(Materials provided begins)

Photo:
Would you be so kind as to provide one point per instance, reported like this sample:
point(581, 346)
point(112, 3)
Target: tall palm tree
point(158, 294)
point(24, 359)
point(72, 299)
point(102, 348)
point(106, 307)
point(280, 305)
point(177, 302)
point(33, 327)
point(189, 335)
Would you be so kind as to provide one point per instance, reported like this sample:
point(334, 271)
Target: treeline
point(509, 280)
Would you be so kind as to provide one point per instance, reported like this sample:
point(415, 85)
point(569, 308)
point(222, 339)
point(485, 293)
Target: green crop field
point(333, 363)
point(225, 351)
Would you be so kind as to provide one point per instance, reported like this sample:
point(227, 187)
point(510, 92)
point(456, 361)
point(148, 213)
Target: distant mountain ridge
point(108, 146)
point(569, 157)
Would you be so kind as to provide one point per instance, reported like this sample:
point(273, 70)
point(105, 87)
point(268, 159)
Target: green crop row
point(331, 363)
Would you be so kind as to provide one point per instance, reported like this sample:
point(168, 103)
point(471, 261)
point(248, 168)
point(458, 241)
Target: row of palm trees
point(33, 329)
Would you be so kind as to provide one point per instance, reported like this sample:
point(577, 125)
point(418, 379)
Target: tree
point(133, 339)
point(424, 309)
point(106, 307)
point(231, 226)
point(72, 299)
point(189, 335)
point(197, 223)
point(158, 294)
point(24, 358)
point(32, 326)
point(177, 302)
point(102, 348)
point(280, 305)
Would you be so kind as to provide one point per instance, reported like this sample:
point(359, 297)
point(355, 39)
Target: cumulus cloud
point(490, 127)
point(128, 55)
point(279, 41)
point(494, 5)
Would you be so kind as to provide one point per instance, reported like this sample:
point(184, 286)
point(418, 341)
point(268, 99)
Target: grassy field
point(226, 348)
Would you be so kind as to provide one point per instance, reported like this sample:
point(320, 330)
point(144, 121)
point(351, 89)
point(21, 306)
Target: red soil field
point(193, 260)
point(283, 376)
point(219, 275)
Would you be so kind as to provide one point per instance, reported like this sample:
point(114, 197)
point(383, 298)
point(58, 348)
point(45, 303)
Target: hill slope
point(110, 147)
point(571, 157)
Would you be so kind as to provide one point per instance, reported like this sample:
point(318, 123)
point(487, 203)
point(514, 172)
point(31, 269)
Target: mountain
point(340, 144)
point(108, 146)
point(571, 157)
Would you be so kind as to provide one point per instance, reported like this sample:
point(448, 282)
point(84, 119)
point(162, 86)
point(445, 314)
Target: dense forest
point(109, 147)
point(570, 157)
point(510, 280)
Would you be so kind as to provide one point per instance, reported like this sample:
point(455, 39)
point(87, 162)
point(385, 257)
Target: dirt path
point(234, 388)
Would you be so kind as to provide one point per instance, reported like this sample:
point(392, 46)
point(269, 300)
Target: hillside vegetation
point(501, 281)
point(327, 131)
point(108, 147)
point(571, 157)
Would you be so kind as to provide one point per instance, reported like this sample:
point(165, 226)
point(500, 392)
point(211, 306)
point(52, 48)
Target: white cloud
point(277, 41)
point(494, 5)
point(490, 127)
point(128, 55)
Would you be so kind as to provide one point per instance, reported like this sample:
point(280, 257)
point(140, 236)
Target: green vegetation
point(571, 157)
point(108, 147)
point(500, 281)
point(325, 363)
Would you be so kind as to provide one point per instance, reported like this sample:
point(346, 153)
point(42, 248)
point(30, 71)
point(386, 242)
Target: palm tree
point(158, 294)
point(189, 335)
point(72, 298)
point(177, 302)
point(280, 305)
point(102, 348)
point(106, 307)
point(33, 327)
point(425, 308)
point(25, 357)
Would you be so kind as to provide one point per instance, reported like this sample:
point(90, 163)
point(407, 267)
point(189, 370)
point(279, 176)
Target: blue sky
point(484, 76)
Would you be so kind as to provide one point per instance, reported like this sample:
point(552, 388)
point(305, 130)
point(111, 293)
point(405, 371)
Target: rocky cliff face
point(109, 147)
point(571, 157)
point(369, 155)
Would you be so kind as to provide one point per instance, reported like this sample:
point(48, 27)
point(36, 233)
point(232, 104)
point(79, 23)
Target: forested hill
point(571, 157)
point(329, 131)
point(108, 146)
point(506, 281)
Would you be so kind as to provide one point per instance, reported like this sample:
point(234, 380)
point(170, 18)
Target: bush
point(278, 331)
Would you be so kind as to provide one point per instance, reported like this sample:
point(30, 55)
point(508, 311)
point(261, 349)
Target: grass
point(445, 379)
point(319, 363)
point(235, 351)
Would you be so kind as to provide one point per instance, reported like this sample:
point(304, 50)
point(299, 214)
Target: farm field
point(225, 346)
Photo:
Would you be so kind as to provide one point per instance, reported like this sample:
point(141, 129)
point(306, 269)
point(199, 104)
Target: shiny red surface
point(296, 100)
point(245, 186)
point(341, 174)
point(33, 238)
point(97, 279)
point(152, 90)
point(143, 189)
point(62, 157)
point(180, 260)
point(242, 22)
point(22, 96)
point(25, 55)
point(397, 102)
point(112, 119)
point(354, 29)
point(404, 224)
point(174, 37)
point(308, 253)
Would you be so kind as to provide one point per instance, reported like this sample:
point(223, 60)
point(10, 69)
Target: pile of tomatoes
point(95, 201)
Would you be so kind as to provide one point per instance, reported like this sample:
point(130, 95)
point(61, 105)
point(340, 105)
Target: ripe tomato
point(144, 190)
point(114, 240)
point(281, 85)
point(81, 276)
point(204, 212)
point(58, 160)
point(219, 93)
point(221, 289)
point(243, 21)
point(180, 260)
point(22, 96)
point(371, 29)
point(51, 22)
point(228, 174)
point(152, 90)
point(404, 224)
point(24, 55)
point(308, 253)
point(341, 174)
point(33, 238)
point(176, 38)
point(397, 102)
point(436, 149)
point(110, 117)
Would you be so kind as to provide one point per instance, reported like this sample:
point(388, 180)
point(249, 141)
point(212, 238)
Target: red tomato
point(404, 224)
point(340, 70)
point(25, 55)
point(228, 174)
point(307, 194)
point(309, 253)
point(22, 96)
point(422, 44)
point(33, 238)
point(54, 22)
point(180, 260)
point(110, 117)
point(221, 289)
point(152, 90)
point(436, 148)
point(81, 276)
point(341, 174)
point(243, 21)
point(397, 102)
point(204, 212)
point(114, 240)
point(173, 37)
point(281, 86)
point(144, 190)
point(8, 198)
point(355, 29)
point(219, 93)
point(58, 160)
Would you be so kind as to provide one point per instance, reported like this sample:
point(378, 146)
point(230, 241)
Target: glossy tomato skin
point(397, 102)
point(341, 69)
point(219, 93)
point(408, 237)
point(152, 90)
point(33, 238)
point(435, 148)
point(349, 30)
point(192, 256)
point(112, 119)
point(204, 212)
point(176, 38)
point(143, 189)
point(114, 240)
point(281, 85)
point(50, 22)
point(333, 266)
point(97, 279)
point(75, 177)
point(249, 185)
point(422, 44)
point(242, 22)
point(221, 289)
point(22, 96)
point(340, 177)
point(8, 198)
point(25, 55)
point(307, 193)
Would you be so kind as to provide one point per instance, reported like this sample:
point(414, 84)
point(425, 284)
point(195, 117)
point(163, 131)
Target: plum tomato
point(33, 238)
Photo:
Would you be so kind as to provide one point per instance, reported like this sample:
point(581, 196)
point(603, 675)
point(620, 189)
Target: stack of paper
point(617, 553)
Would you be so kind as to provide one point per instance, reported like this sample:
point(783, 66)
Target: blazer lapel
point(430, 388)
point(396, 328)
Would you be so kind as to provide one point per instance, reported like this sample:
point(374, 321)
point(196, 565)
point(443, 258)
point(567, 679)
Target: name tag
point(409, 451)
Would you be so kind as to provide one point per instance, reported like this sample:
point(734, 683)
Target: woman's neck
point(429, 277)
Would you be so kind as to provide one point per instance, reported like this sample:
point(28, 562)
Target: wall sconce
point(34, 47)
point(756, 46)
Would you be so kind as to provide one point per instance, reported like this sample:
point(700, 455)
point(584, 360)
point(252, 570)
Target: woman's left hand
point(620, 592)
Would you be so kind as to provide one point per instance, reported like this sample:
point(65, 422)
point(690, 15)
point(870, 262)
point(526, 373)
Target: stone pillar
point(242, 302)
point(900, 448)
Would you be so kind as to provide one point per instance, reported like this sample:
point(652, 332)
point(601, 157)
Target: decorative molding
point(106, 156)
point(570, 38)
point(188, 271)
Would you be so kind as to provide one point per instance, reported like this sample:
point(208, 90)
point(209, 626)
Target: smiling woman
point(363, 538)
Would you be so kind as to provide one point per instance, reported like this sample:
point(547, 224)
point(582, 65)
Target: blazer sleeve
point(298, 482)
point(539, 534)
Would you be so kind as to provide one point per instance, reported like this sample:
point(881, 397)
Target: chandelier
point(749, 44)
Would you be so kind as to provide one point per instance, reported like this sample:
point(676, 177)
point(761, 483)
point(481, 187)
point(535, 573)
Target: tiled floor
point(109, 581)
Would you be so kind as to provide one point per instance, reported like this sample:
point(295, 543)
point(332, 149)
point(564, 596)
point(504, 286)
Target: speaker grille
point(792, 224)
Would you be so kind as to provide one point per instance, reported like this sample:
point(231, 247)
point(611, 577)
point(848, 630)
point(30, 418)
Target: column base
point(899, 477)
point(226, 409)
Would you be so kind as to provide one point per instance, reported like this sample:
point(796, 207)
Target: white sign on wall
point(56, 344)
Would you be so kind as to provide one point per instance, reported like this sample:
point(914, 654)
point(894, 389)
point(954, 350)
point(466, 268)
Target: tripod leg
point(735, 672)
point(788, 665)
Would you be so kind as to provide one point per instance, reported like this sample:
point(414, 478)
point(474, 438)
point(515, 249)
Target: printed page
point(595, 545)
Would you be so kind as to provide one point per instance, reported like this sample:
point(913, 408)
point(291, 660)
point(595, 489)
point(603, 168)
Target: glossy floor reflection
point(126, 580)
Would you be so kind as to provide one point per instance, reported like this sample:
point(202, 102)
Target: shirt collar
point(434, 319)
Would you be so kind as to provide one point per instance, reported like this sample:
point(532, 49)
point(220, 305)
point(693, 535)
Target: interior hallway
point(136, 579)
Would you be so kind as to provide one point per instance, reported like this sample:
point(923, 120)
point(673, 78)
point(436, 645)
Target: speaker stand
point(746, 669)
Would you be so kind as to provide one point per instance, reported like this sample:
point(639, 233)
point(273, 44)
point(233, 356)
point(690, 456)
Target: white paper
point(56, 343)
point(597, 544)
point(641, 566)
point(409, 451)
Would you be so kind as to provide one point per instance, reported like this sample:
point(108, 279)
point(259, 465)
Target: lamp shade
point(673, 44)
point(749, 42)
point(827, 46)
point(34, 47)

(Materials provided ends)

● Action item
Your response should be the lines above from the first to the one containing "point(485, 293)", inclusive, each given exactly.

● Output for this task
Photo:
Would you be so kind as to provide one point per instance, reported like this sample:
point(581, 346)
point(112, 3)
Target: tall palm tree
point(158, 294)
point(24, 359)
point(72, 299)
point(102, 348)
point(106, 307)
point(280, 305)
point(177, 302)
point(33, 327)
point(189, 335)
Would you be so kind as to provide one point per instance, reported like this sample:
point(334, 271)
Target: treeline
point(509, 280)
Would you be so kind as to provide one point per instance, reported like this sample:
point(415, 85)
point(569, 308)
point(222, 339)
point(485, 293)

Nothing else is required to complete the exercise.